Your instructions: Take the line containing "Query: forest floor" and every line after it in the data below, and print them exactly as given, with nothing else.

The input section start

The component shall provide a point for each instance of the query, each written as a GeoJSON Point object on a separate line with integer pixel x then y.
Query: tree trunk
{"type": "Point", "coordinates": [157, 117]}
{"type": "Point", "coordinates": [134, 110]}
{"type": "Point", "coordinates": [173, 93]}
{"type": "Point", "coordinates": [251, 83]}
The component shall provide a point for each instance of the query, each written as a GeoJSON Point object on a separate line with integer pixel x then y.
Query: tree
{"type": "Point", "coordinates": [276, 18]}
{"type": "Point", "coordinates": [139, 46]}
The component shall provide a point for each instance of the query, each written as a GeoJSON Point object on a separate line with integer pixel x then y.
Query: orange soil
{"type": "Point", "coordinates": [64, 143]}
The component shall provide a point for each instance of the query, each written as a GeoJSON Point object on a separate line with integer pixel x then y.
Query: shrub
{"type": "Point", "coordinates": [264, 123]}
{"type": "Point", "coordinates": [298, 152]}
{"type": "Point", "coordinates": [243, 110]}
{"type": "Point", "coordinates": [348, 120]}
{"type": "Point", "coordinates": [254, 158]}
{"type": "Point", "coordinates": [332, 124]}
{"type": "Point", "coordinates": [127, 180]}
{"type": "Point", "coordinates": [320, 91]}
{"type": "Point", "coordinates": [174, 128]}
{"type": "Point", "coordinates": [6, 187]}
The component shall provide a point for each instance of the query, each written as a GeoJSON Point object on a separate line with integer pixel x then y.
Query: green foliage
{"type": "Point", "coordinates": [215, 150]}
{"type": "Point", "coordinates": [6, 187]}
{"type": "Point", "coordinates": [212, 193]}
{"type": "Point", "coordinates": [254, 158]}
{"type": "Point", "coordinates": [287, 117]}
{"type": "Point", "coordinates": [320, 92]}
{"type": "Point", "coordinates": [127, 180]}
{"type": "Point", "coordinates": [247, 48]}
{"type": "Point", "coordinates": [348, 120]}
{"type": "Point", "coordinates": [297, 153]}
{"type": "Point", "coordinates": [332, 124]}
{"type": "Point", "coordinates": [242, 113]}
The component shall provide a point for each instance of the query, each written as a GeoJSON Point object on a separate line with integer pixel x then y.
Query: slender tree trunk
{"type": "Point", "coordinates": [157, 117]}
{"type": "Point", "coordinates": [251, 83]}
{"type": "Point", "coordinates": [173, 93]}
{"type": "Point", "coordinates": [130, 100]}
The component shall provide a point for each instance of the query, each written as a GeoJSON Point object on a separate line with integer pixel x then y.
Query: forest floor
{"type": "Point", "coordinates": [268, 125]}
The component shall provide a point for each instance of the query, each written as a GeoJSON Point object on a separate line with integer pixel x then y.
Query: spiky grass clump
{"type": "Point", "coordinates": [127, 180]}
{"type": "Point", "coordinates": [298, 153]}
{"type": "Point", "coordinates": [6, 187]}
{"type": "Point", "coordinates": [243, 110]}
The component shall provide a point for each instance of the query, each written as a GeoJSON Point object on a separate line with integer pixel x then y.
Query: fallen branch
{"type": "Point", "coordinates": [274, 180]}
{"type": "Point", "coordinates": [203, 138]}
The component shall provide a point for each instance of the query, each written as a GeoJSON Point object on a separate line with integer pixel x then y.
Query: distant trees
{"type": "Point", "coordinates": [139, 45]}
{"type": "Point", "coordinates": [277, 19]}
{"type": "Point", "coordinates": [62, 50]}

The input section end

Solution for this exercise:
Query: forest floor
{"type": "Point", "coordinates": [268, 125]}
The component shall provide a point for each instance of the query, each written as a GeoJSON Point object on a separate line with integer pixel x then y.
Query: spiky grass clump
{"type": "Point", "coordinates": [127, 180]}
{"type": "Point", "coordinates": [298, 153]}
{"type": "Point", "coordinates": [6, 187]}
{"type": "Point", "coordinates": [243, 110]}
The component shall provide a point for each instance of the query, each written as a GeoJSON Point object on a separate line with integer pixel x then y.
Query: fallen branch
{"type": "Point", "coordinates": [274, 180]}
{"type": "Point", "coordinates": [203, 138]}
The component shall provide a point for each instance of the query, each written as a GeoJSON Point object on a separate line with integer pixel x then y.
Query: distant trees
{"type": "Point", "coordinates": [139, 45]}
{"type": "Point", "coordinates": [277, 19]}
{"type": "Point", "coordinates": [62, 50]}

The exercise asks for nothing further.